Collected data

■ ■ ■

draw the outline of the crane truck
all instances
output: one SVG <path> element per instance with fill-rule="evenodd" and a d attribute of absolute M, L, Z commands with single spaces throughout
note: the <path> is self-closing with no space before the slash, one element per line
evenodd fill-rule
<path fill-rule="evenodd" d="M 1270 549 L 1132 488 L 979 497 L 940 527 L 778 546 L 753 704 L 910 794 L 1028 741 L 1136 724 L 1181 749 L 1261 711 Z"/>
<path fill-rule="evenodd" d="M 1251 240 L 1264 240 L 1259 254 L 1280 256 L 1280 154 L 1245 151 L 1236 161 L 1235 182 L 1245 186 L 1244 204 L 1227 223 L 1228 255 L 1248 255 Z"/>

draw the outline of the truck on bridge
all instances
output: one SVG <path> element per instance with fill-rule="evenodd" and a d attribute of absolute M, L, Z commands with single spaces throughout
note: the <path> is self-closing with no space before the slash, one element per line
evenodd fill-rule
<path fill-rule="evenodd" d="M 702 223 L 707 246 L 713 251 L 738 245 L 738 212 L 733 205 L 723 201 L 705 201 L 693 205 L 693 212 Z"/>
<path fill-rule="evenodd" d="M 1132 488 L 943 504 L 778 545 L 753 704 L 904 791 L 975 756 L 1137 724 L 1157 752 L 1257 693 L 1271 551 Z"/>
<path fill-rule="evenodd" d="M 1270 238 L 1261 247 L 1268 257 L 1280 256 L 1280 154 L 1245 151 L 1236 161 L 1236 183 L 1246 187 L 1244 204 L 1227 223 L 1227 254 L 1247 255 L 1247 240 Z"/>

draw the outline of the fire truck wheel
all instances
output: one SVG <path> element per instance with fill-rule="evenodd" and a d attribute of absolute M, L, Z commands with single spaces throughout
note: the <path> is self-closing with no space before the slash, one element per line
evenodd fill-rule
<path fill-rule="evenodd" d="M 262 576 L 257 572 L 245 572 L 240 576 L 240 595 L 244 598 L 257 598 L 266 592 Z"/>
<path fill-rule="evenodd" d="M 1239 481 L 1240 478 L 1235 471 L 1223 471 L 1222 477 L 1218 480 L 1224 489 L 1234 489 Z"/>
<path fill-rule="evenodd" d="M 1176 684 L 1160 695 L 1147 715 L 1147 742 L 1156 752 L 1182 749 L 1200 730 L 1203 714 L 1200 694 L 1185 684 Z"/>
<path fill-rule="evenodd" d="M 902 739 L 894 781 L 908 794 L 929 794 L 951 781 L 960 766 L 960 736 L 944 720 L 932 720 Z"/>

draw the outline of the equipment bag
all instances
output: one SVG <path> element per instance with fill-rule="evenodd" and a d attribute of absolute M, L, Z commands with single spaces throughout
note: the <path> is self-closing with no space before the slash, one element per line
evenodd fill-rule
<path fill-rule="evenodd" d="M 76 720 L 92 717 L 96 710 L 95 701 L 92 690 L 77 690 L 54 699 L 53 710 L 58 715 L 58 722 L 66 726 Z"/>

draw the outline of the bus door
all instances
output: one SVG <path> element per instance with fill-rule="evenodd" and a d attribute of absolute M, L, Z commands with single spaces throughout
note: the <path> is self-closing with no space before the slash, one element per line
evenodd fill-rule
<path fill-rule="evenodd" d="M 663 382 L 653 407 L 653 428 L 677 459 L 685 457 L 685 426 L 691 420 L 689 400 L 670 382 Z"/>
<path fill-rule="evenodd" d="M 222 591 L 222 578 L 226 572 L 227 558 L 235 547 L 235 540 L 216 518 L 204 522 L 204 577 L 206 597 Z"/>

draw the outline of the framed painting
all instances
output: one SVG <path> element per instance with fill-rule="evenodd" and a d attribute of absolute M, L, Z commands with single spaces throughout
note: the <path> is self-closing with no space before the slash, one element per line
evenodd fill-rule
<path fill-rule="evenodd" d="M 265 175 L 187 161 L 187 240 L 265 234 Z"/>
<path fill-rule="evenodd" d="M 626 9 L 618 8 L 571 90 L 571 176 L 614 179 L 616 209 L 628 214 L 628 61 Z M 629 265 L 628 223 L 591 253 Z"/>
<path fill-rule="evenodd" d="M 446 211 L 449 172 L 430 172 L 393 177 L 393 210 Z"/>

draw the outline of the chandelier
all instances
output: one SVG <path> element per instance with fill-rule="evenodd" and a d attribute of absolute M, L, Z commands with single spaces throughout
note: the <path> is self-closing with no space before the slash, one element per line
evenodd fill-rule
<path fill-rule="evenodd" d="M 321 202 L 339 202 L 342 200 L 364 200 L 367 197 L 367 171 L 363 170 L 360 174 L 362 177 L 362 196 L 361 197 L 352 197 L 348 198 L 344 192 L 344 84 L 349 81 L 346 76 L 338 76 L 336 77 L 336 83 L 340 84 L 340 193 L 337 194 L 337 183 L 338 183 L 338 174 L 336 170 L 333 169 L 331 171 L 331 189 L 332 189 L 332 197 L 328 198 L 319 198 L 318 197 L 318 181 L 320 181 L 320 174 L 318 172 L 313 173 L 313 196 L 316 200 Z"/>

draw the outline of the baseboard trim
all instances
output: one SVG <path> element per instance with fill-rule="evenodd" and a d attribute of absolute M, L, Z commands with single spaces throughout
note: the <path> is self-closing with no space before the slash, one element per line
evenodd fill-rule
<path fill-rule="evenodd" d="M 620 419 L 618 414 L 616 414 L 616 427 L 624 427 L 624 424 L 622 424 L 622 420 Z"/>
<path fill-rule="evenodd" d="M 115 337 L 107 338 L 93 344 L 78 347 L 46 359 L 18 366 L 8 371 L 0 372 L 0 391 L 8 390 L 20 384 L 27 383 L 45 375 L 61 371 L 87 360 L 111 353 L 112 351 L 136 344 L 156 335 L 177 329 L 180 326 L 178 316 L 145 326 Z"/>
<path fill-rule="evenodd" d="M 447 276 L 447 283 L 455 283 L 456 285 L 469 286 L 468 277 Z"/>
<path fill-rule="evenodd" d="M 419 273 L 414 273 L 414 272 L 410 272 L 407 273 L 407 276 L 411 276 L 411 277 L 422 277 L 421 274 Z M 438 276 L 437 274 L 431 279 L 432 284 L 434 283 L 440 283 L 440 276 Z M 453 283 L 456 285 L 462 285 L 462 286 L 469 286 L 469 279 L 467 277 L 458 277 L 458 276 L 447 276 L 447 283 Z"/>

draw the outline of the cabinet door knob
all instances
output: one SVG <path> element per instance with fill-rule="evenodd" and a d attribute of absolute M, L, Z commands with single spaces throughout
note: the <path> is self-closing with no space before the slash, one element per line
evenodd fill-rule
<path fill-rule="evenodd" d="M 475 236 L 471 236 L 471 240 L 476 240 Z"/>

■ ■ ■

Activity: Word search in the records above: please count the lines holding "truck" and state the count alone.

Output: 3